▶ **TAREFA PROPOSTA 1**:
Edite as entradas que vão da linha com "Target: white oval bowl" até o fim das entradas, ambas as pontas incluídas, e reproduza somente essas linhas, trocando "white oval bowl" por "small white bowl" e mantendo todo o resto igual.

━━ TRECHO DO TEXTO

Eu, com 51 anos, se quisesse fazer alguma coisa não ia fazer isso filmando. Foi difícil, mas quem me conhece, como os próprios bispos, entenderam e disseram que não queriam ouvir falar nisso. A promotora, inclusive, tirou isso da acusação feita pelo delegado do processo. Eles pensaram que o pessoal da cidade ia ficar revoltado comigo. Você viu como é o povo comigo lá em Anapu? [no dia da segunda audiência, quando chegou na porta do Fórum, o padre foi abraçado por várias pessoas da cidade]. Eu tenho ciência dos meus atos. Quando terminar esse negócio eu quero entrar com pedido de danos morais.

Enquanto o senhor estava preso o irmão de Silvério, o Luciano Fernandes, foi assassinado em Anapu. A família chegou a atribuir a morte ao senhor, apesar da investigação da polícia descartar essa hipótese…

Em momento algum eu chorei quando fui preso. Aquele monte de carro que levaram para me prender como se eu fosse um bandido. Colocaram o nome na operação de “Eça de Queiroz” [escritor português autor do clássico “O Crime do Padre Amaro”] para dar aquela visibilidade. Doído foi ficar sentado no balde, desses de margarina, que é baixo e deixa o joelho dolorido, e ainda escutar o Silvério dizer que tinha certeza que eu que tinha mandado matar o irmão dele.

━━━━
━━ ENTRADAS FORNECIDAS

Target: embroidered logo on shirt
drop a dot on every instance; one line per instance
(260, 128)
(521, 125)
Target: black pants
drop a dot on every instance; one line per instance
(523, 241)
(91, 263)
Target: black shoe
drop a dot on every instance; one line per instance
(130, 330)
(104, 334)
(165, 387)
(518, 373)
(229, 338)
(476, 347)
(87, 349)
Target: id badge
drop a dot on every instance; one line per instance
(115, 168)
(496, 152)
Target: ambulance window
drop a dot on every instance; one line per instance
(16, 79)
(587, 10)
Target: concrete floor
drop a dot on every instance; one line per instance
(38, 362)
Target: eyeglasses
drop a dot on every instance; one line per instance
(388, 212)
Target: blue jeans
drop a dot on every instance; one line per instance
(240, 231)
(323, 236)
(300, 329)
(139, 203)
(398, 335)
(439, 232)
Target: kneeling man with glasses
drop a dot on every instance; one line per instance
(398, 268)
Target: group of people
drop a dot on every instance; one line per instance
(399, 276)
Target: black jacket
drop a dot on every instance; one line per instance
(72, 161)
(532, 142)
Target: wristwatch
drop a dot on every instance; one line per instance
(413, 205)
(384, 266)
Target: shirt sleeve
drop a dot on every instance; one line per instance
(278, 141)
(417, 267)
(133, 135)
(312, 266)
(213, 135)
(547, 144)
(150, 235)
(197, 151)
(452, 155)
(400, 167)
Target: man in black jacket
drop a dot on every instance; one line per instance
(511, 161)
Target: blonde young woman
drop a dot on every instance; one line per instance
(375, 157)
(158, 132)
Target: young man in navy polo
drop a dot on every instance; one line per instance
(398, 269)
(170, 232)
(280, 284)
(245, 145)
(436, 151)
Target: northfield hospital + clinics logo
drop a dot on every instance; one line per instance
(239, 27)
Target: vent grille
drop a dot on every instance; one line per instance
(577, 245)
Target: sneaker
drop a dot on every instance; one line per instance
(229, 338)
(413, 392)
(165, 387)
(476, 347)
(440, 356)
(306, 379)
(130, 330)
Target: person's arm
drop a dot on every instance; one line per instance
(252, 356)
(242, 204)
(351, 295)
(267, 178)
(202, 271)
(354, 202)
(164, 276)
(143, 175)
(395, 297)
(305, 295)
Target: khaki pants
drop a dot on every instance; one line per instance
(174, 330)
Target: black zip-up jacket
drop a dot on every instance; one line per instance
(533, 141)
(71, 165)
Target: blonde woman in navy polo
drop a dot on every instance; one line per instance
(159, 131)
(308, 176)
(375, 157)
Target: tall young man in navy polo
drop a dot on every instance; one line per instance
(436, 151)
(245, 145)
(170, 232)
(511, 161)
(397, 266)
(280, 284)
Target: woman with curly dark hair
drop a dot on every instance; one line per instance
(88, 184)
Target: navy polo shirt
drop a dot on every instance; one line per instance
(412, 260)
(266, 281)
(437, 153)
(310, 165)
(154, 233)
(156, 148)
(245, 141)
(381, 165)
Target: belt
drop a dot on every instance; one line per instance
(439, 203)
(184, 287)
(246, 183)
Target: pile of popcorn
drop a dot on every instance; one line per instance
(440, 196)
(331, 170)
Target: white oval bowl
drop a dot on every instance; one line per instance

━━━━

▶ **TAREFA PROPOSTA 2**:
Prossiga com a entrevista sobre a prisão do padre em Anapu a partir do ponto em que o trecho termina.

▶ **RESULTADO DA TAREFA 1**:
Target: small white bowl
drop a dot on every instance; one line per instance

▶ **RESULTADO DA TAREFA 2**:
Silvério gravou um vídeo no dia da morte do irmão (20 de maio) pedindo ajuda ao então candidato à presidência Jair Bolsonaro e relacionando a morte com conflitos com a disputa por terra…

Ele queria nos prejudicar de uma forma ou de outra. Primeiro ele jogou a questão moral, a promotora tirou e não colou. Depois ele jogou essa.

A acusação do MP diz que o senhor recebeu depósitos na sua conta. Há quem diga que o senhor teria chantageado adversários. Isso aconteceu?

Quando fui preso, eu tinha R$ 330 na minha conta. No início aqui em Anapu eu ganhava quatro salários, com plano de saúde. Pelas contas que o advogado fez era para eu ter mais patrimônio. Depois caiu para dois salários e tivemos que pagar pelo plano de saúde. Nunca recebi dinheiro da mão desse homem, do Silvério Fernandes. A questão deles é para dizer que era uma organização criminosa.

E a acusação de invasão de propriedade?

Nesses anos que estou no Anapu o pessoal ocupou terra sim. Mas se alguém disser que eu liderei é mentira. A Comissão Pastoral da Terra é uma entidade ligada à igreja católica. O papel nosso é dar assessoria aos trabalhadores e trabalhadoras rurais em qualquer tipo de situação em que eles estejam. O trabalho da CPT é dar assessoria e mostrar que o pessoal que ocupa uma terra pública da União tem direito a um pedaço de terra para trabalhar. O papel da CPT é esse, dar formação. O papel não é fazer por eles, mas ajudá-los a andar com seus próprios pés.

Qual o papel do senhor nesse movimento?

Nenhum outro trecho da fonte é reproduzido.